- _Extract to read_:

For beginners: Do not use view() or reshape() to swap dimensions of tensors!

Being more of an NLP person and dealing regulary with LSTMs or GRUs – but this is a general issue, I think – I’ve noticed that many people make a fundamental mistake. I’ve seen it many Github projects I’ve tried to reproduce but also here in the forum (usually something like: “My network runs but does not train/learn properly”, even for arguably simple networks).

When using LSTMs or GRUs, the input and/or output do not have the right shape. For example, the input batch has the shape [batch_size, seq_len, hidden_size], but an LSTM without batch_first=True assumes an input of shape [seq_len, batch_size, hidden_size]. Many people incorrectly use view() or reshape() to fix the shape. While it does fix the shape, it messes up the data and essentially prohibits proper training (e.g., the loss is not going down).

The correct way here is to use transpose() or permute() to swap dimensions.

To illustrate the problem, let’s create an example tensor with a batch_size and seq_len dimension; I omit the hidden_size dimension to keep things simple

batch_size, seq_len = 3, 5
A = torch.zeros((batch_size, seq_len))

[Position identification records]
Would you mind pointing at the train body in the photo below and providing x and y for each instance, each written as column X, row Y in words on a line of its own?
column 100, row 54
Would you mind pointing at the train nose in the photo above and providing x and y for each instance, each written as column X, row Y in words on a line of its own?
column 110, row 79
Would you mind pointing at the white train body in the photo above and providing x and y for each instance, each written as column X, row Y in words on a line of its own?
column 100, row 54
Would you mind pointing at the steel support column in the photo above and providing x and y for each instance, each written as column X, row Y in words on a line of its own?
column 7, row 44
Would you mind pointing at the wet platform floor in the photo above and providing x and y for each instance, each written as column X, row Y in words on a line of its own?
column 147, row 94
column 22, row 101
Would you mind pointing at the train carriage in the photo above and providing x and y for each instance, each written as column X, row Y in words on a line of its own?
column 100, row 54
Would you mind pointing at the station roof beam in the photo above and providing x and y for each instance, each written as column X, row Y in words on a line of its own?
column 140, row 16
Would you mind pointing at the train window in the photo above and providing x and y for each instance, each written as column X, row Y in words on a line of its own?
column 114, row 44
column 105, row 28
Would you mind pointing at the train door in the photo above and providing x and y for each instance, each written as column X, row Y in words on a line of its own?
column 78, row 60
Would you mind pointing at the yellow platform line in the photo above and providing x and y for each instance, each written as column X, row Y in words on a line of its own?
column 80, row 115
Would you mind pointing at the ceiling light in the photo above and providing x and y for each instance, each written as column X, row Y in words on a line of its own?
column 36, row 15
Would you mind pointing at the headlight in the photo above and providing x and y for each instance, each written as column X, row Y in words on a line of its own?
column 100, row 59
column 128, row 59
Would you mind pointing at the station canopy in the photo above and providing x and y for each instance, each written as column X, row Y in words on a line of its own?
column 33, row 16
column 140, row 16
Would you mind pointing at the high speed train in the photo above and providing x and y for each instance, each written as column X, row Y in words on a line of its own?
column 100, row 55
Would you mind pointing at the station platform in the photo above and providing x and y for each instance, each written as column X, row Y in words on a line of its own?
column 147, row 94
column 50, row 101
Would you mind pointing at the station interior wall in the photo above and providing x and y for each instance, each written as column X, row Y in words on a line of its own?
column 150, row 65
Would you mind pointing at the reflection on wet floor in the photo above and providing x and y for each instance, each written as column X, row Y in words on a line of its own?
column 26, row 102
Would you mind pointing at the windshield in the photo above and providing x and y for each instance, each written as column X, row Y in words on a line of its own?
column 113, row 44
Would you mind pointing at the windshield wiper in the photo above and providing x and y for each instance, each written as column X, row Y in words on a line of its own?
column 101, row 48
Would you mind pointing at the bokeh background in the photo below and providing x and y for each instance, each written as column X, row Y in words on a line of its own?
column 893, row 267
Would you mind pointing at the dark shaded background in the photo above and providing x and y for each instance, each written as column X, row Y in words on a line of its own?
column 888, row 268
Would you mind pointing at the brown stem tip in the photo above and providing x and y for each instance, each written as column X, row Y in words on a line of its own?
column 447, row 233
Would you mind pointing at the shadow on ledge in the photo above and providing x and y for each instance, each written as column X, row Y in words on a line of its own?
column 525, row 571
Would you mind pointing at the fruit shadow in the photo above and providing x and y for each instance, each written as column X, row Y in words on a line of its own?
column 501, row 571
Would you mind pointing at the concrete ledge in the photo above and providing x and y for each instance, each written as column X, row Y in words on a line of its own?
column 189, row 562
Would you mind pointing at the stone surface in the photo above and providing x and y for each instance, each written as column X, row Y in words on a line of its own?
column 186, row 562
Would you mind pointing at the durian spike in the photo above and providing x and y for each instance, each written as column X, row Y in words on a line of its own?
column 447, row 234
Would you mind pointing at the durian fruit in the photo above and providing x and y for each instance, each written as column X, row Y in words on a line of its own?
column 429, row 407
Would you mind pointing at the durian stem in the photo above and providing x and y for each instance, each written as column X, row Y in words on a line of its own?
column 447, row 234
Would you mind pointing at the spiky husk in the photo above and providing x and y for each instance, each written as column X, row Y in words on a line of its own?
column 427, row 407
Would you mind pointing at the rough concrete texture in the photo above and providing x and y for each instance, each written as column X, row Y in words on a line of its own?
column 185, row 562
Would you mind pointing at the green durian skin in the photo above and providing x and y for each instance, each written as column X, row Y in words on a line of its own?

- _Requirement A_: In the post on swapping tensor dimensions, which functions are the correct way to swap dimensions?
- _Requirement B_: Quote the post on swapping tensor dimensions, everything from "For beginners: Do" down to "arguably simple networks).".

- _Exercise result A_: transpose() or permute()

- _Exercise result B_:
For beginners: Do not use view() or reshape() to swap dimensions of tensors!

Being more of an NLP person and dealing regulary with LSTMs or GRUs – but this is a general issue, I think – I’ve noticed that many people make a fundamental mistake. I’ve seen it many Github projects I’ve tried to reproduce but also here in the forum (usually something like: “My network runs but does not train/learn properly”, even for arguably simple networks).